▶ [THE REQUEST]: Output everything from the line containing "Task: Could you identify the exposed" down to the line containing "<point>318,213</point>", inclusive, as a two-column CSV with the header row text,answer. Give one row per entry, with the entry's text and its answer each in a single quoted field and every line break replaced by a space.

******************************

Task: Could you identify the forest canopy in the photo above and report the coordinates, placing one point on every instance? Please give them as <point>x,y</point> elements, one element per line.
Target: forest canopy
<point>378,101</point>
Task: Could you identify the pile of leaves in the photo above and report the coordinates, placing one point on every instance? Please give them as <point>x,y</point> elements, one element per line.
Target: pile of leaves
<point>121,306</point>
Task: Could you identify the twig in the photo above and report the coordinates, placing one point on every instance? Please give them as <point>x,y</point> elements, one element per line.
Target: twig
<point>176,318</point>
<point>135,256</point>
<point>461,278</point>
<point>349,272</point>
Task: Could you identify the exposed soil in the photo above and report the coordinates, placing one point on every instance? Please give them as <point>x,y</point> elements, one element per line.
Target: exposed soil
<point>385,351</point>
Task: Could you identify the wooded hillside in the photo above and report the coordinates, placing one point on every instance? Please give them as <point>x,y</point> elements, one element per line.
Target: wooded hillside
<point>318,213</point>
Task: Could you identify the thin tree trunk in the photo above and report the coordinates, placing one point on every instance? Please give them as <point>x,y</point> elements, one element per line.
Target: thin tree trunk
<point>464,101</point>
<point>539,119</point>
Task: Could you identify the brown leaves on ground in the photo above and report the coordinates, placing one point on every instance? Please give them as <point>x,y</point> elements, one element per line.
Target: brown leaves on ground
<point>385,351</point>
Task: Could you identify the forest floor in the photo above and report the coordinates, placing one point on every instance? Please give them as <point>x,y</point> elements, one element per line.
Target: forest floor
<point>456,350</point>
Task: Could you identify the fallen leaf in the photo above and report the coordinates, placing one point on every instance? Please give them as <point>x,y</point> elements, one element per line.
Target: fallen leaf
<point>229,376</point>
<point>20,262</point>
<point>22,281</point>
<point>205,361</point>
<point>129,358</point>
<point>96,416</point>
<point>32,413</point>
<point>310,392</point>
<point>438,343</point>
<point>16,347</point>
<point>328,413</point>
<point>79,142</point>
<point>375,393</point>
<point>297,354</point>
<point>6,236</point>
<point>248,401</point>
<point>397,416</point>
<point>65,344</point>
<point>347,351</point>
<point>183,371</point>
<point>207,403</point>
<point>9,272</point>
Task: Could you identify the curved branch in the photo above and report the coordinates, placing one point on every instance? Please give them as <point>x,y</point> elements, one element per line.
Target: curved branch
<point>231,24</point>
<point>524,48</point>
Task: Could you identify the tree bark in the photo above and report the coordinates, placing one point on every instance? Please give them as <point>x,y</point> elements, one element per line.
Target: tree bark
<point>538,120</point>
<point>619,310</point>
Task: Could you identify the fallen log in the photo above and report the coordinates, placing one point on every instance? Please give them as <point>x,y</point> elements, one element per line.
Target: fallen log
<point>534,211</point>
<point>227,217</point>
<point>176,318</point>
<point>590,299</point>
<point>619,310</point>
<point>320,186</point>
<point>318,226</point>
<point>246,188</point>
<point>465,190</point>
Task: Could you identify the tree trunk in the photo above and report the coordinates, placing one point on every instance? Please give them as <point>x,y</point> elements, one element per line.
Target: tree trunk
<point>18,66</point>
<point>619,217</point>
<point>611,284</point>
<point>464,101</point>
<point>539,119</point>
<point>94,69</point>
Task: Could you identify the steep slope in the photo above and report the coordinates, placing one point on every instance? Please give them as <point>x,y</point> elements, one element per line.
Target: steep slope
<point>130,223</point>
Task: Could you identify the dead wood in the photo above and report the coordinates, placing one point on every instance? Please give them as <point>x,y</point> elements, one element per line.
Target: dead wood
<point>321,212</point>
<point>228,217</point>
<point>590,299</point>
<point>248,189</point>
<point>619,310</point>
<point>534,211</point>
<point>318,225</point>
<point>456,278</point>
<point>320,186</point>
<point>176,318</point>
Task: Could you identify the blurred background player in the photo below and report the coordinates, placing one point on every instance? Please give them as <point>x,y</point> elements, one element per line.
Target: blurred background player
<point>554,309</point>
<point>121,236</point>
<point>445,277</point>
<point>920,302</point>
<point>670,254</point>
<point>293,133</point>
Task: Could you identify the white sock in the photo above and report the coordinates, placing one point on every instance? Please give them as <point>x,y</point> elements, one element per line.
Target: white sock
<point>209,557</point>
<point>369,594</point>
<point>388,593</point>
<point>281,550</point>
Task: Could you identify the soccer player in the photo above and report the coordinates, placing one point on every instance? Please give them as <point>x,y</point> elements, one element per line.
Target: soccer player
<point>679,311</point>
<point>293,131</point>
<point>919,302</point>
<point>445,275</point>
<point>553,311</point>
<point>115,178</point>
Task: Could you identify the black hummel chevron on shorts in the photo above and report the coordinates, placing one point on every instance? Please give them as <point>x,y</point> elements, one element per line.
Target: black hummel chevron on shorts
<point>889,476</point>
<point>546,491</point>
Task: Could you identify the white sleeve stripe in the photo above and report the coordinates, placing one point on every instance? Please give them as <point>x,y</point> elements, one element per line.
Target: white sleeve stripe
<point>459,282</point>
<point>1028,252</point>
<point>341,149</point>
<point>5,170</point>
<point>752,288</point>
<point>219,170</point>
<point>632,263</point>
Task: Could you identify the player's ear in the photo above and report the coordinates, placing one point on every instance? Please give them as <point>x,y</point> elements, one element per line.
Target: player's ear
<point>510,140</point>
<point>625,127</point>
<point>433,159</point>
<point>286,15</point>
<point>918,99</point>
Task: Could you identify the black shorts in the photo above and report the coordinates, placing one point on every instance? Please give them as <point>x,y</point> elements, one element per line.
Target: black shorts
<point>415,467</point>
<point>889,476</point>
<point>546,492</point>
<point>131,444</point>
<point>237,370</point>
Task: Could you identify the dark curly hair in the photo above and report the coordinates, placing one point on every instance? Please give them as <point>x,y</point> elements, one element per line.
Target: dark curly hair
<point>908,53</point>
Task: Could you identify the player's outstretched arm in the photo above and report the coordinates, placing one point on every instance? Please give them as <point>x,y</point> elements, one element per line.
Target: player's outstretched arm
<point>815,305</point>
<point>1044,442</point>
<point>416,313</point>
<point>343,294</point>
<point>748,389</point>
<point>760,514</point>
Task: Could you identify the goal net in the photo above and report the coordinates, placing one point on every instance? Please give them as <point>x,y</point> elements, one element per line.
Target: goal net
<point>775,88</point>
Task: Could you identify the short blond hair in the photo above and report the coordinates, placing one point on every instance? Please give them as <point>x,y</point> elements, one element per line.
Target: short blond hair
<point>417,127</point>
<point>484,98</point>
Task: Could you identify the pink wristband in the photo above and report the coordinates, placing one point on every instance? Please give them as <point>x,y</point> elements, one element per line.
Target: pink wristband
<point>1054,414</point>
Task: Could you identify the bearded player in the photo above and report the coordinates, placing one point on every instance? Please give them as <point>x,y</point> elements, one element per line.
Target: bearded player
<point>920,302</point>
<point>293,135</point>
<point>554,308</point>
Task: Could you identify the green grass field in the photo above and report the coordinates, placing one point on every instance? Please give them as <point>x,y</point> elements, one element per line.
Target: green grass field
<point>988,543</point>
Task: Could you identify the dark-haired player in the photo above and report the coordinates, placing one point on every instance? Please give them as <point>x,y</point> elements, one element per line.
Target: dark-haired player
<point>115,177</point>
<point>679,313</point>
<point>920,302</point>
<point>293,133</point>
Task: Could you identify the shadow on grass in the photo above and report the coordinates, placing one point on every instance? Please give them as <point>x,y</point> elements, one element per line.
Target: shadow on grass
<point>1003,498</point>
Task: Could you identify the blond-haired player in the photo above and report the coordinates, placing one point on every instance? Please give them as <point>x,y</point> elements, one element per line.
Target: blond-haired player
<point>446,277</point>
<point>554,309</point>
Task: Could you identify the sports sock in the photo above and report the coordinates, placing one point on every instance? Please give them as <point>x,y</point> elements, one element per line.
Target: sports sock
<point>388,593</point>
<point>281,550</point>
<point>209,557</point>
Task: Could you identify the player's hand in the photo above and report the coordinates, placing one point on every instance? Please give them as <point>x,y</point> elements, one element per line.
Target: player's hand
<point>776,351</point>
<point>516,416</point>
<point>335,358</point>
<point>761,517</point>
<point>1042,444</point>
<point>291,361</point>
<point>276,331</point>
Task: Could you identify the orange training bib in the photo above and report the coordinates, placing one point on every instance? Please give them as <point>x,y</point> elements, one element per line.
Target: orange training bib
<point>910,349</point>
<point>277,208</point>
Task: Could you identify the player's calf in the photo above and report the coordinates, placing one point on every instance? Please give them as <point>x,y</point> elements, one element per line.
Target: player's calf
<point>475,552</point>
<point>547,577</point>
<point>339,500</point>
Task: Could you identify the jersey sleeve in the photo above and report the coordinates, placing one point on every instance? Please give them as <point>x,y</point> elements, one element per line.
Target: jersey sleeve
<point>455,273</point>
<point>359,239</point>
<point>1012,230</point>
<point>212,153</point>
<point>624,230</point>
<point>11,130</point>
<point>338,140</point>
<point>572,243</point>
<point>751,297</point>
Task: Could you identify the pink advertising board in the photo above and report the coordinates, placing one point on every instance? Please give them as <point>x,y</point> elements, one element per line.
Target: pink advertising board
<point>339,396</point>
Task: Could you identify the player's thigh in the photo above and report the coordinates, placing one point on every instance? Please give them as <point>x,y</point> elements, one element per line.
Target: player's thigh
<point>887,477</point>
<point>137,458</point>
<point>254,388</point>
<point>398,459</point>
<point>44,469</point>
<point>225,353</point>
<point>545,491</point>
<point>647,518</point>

******************************

▶ [RESULT]:
text,answer
"Task: Could you identify the exposed soil in the photo above and report the coordinates, placing one point on every instance? Please give them as <point>x,y</point> elements, one element per line. Target: exposed soil","<point>385,351</point>"
"Task: Could you identify the wooded hillside in the photo above and report the coordinates, placing one point on every instance? Please give them as <point>x,y</point> elements, one element per line. Target: wooded hillside","<point>318,213</point>"